## Begin RECORDED INFORMATION

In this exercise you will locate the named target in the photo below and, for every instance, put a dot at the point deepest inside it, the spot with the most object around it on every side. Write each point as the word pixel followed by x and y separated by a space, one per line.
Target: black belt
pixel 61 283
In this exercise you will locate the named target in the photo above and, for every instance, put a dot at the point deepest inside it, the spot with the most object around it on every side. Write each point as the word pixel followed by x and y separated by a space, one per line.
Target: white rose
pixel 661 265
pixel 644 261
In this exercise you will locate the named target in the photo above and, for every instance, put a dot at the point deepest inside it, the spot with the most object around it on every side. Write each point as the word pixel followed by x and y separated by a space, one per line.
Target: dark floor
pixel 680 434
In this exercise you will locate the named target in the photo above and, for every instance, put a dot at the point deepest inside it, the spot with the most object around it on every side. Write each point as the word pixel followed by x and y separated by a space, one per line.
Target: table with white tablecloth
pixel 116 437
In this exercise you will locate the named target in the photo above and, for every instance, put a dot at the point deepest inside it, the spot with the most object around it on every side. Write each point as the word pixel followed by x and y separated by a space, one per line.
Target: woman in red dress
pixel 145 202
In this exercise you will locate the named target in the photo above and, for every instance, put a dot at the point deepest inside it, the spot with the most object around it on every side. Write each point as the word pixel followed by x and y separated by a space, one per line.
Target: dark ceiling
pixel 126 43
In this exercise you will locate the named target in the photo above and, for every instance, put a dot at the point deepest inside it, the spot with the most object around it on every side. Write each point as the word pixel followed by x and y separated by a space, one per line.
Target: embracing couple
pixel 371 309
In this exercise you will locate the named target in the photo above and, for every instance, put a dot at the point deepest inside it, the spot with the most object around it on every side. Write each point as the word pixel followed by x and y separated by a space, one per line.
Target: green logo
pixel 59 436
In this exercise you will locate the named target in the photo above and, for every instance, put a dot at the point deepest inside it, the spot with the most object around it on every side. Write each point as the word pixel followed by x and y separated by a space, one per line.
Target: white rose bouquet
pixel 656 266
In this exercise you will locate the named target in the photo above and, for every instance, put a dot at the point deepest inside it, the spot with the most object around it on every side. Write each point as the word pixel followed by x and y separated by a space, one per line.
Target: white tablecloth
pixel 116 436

## End RECORDED INFORMATION

■ DIRECTION:
Rewrite all of the lines above, putting "mark" wherever "dot" appears and leaving everything else unchanged.

■ RESULT BELOW:
In this exercise you will locate the named target in the photo below and, for every instance, put a mark at the point deepest inside it, the spot with the most object around it on every side. Write each point as the word pixel followed by x and y separated by a space, one per line.
Target: black belt
pixel 61 283
In this exercise you will locate the named target in the photo above and, for every instance, put a mark at the point deepest inside it, the spot with the most object around it on every side. Write each point as the word pixel followed by x and y separated by a space, one per line.
Target: white rose
pixel 661 265
pixel 644 261
In this exercise you will locate the named target in the photo above and, for every instance, put a mark at the point deepest inside it, the spot with the most object around it on every side. Write each point as the word pixel followed by x and y separated by a space, one per line.
Target: dark floor
pixel 680 434
In this exercise you will locate the named target in the photo above and, for every instance, put a mark at the point deepest inside it, the spot with the most object around it on every side. Write each point as the word pixel followed by x and y separated by a space, one per line.
Target: table with white tablecloth
pixel 116 437
In this exercise you will locate the named target in the photo above and, for every instance, put a mark at the point deepest inside it, the spot with the most object around it on every side. Write each point as the word pixel followed by x and y separated by a space, one per line.
Target: woman in red dress
pixel 145 202
In this exercise you will locate the named target in the photo above and, for every instance, put a mark at the point deepest inside it, the spot with the most object around it on every side. Write each point as the word pixel followed by x and y separated by a space, one per line.
Target: dark ceiling
pixel 126 43
In this exercise you will locate the named target in the photo above and, for every instance, put a mark at the point deepest inside it, the spot with the most object around it on every side. Write each point as the word pixel followed by x and y separated by a space, one per line.
Target: embracing couple
pixel 371 309
In this exercise you will locate the named target in the photo above and, for every instance, put a mark at the point deepest inside it, the spot with the most object around it on every side. Write each point as the word pixel followed by x and y separated by a space, one per line.
Target: green logo
pixel 59 436
In this exercise you will locate the named target in the photo above and, for every instance, put a mark at the point deepest inside it, the spot with the most object around it on every side. Write each point as the word pixel followed by x and y separated by a space, one per line.
Target: white rose bouquet
pixel 656 266
In this exercise you will locate the named target in the photo above and, for every instance, put a mark at the point deepest inside it, the spot with the most object around it on every side. Write each point as the word pixel followed by x and y separated by a space, one per line.
Target: white tablecloth
pixel 116 436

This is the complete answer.